DATA SHOWN:

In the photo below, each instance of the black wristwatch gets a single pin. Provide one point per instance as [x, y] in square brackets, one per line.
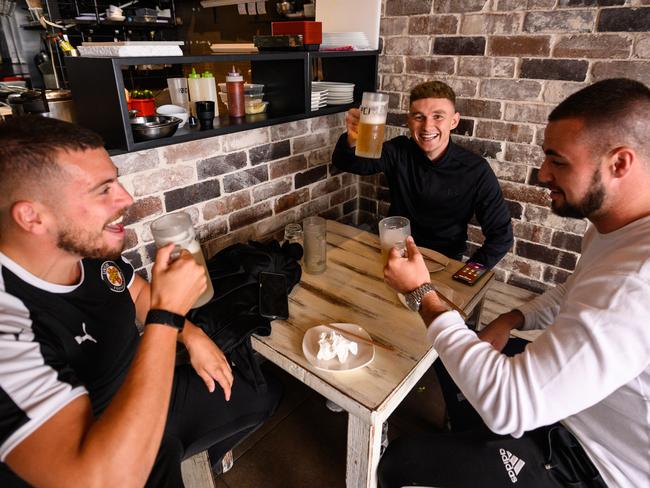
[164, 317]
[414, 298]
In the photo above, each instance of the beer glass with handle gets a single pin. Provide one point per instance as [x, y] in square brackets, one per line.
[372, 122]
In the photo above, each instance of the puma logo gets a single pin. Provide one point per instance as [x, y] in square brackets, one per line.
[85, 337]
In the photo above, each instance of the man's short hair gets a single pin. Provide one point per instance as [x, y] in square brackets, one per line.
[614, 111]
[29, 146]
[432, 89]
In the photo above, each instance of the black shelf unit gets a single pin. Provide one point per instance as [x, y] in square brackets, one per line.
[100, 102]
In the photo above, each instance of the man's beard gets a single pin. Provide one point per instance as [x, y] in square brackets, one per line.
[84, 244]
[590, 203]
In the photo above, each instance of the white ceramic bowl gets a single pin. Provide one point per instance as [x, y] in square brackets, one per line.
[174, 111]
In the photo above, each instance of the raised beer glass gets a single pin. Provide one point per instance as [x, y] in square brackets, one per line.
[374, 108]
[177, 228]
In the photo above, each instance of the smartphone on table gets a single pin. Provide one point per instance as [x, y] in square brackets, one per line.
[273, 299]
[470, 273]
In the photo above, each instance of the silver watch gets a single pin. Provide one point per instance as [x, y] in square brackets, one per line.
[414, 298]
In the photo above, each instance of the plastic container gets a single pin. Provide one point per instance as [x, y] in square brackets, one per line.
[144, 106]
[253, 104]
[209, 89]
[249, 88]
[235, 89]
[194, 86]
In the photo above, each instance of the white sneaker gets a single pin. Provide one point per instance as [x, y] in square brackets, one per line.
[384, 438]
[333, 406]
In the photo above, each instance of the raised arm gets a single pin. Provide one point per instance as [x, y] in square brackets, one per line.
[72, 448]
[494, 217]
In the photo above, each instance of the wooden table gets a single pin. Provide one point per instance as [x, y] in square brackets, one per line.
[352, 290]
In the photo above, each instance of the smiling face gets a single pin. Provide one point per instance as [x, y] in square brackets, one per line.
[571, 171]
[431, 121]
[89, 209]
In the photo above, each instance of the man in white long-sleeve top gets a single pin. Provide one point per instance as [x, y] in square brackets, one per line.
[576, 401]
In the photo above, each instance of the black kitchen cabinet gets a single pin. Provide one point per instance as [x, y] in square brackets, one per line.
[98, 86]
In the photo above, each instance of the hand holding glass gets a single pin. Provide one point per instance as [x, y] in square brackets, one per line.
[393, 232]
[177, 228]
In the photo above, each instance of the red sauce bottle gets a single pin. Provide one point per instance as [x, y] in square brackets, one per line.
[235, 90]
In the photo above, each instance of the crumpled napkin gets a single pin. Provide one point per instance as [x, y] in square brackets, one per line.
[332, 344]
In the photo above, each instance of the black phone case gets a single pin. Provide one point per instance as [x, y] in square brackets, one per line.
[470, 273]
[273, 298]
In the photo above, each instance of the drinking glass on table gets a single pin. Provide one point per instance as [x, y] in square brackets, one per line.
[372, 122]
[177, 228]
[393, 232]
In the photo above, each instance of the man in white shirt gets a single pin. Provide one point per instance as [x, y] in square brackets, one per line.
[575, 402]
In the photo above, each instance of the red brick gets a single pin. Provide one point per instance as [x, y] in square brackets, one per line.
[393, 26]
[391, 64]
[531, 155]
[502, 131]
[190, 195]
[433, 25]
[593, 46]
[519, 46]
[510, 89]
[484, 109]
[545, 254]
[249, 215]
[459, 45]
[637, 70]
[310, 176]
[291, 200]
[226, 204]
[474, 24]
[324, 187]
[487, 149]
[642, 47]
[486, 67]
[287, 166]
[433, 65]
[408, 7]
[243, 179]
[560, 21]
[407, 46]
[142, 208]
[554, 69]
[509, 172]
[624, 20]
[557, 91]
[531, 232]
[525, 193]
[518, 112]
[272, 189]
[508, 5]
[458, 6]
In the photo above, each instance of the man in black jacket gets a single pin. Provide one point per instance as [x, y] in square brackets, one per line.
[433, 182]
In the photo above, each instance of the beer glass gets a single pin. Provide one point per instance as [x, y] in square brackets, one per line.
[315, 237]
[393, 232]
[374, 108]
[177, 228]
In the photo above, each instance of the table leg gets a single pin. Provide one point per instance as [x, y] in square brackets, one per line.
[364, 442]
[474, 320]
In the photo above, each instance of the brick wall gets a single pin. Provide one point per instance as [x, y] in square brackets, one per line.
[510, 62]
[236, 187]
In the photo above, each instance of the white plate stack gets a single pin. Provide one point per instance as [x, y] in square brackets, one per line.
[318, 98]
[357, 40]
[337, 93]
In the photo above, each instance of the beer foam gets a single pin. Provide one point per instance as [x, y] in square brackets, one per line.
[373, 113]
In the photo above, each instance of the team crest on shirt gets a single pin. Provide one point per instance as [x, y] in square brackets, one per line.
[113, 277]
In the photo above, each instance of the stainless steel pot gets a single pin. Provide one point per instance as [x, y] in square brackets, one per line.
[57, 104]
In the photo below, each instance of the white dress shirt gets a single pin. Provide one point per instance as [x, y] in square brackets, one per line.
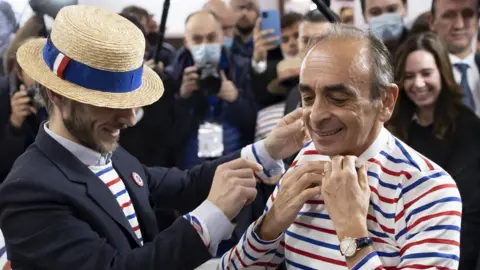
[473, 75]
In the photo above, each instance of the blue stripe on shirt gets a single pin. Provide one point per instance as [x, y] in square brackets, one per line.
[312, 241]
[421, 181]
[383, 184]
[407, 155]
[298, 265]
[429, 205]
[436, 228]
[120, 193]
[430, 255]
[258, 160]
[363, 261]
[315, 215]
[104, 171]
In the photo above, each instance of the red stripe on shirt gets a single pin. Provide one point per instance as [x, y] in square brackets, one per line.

PROBLEM REQUIREMENTS: Your answer must be an exact copy of the records, free of images.

ANSWER BOX:
In the photo below, each instance of the black wristwatch gets a single pin. Provide one point per instance as [x, y] in square brackets, one per line.
[164, 317]
[414, 298]
In the photo above, each instance of the beer glass with handle gets a single pin. Provide one point per instance as [x, y] in square brackets, one per line.
[372, 122]
In the photo above, each instance of the puma logo gets a single pin. Provide one point per instance as [x, y] in square brackets, one per line.
[85, 337]
In the photo above, each instance of the man's short hair gets a single pin. Provide one point per instance as [x, y] in square brackets, one per line.
[614, 111]
[29, 146]
[432, 89]
In the photo above, each instance of the black shelf unit gets a single pin. Provide one point per instance as [x, y] in square brackets, one per line.
[100, 102]
In the photo above, each instance of the man's beard gets a single pin. Provide one point per instance as [x, y] in square brackets, one per line.
[84, 244]
[590, 203]
In the photo above, each instance of the white ceramic bowl gets a single pin. Provide one point per instance as [x, y] in square brackets, one per line.
[174, 111]
In the photo above, each instance of the raised beer glass gets a single pin. Provide one point per instance as [x, y] in square brackets, one per line.
[374, 108]
[177, 228]
In the photo above, each instance of the smartphone on table gets a single pin. Provide one point per instance as [x, y] in square brackets, one per line.
[273, 299]
[470, 273]
In the photo above, each instance of the silver watch gets a single pin. Provide one point per instance as [x, y] in square brackets, one per line.
[414, 298]
In the photo above, each instance of the plastic container gets a single pin. Provide one point per instance as [x, y] in square brackets, one per line.
[144, 106]
[253, 104]
[209, 89]
[249, 88]
[235, 89]
[194, 86]
In the photo above, each instance of the white sneaker gets a single pin. Provide one point per instance as [x, y] in square brackets, one per line.
[384, 438]
[333, 406]
In the photo above, each instance of the raised arm gets a single pin. Provide one point per instance as [x, y] in square brackets, one per line.
[72, 448]
[494, 217]
In the photo above, each instance of the wooden table gets a single pin. Provide one point per instance as [x, y] in square brackets, one per line.
[352, 290]
In the photo above, each instance of the smiling face gets a single pin. Provide one point per instance as [x, y] in square brackets, one per line.
[571, 171]
[431, 121]
[89, 209]
In the photo above, each instance of the man in white long-sleeve top gets a single pin. Provide one point per instance as [x, y] in square brackets, one per line.
[576, 401]
In the photo above, each instance of the black kitchen cabinet gets a single pin. Provide one point per instance as [x, y] in square brackets, one per line.
[98, 86]
In the photo above, each instance of the hand holding glass gets a single pin. Provide one point per instance as [x, y] in square brackets, one per line.
[393, 232]
[177, 228]
In the photo above, each instance of the red sauce bottle gets a single pin. Provide one point per instance as [x, y] in square brackets, one per line.
[235, 90]
In the photo above, each instance of the crumpled napkin gets a single pin. Provide one point per instance as [x, y] in square brackets, one per line.
[332, 344]
In the photo above, each instance of the black phone case gets a single pin. Provide one point per instance as [x, y] in square brackets, one per line.
[470, 273]
[273, 298]
In the photo above, each instance of the drinking glass on table gets a single pin. Provide one point per instance as [x, y] in square brackets, one per line.
[372, 122]
[177, 228]
[393, 232]
In the photo above, each instance of the man in white shirt gets a single pin. Provide one point per instance as [x, y] in square brackets, one per line.
[575, 402]
In the photo above, each instance of the red brick gets a single pin. Provide one point per instance as [x, y] in square brackets, one per line.
[393, 26]
[391, 64]
[531, 155]
[502, 131]
[190, 195]
[433, 25]
[593, 46]
[519, 46]
[510, 89]
[484, 109]
[545, 254]
[249, 215]
[459, 45]
[637, 70]
[310, 176]
[291, 200]
[226, 204]
[474, 24]
[324, 187]
[487, 149]
[642, 47]
[486, 67]
[287, 166]
[433, 65]
[408, 7]
[243, 179]
[560, 21]
[407, 46]
[142, 208]
[554, 69]
[509, 172]
[624, 20]
[557, 91]
[531, 232]
[525, 193]
[518, 112]
[272, 189]
[508, 5]
[458, 6]
In the photo above, each instance of the man in black jacket gets a single pin. Provide one point per instance as [x, y] in square brackets, one per line.
[433, 182]
In the photo above, each instance of the beer glass gets a single pin. Provide one point per instance as [x, y] in square brackets, one per line.
[315, 237]
[393, 232]
[374, 108]
[177, 228]
In the photo above, each instance of the table leg gets a single pin. Provide one point per instance as [x, y] in square brackets, one per line.
[364, 442]
[474, 320]
In the photo above, each instance of the brick wall gets a single pin. Provide one point per instance as [x, y] in square brackets, one per line.
[510, 62]
[236, 187]
In the photo above, each instance of the white plate stack gets a single pin. Provide one point per instance as [x, y] in square brackets, one per line.
[318, 98]
[357, 40]
[337, 93]
In the photo above, each instance of the beer foam gets a single pin. Provide one point per instance as [x, y] in square brackets, one per line.
[373, 113]
In the photo above, each instance of the team crest on shirt gets a single pin. Provide one point per instance as [x, y] in square brackets, one per line.
[113, 277]
In the photo above, each instance of the stainless steel pot gets a single pin. Provide one point per instance as [x, y] in square brackets, one per line.
[57, 104]
In the photo below, each instance of the white dress shirt gets a single pin. Provide one point per instance as [x, y] in square brackets, one per line.
[473, 75]
In the photo above, each instance of the blue stripe on shirt gets a single pin. Provide one point per instance as [x, y] in square brackets, one per line.
[312, 241]
[421, 181]
[383, 184]
[407, 155]
[298, 265]
[429, 205]
[436, 228]
[120, 193]
[430, 255]
[258, 160]
[363, 261]
[315, 215]
[104, 171]
In the photo above, each instance of the red stripe on shirt gets a single pin. Provide one point per instance as [x, y] in square brackets, one per line.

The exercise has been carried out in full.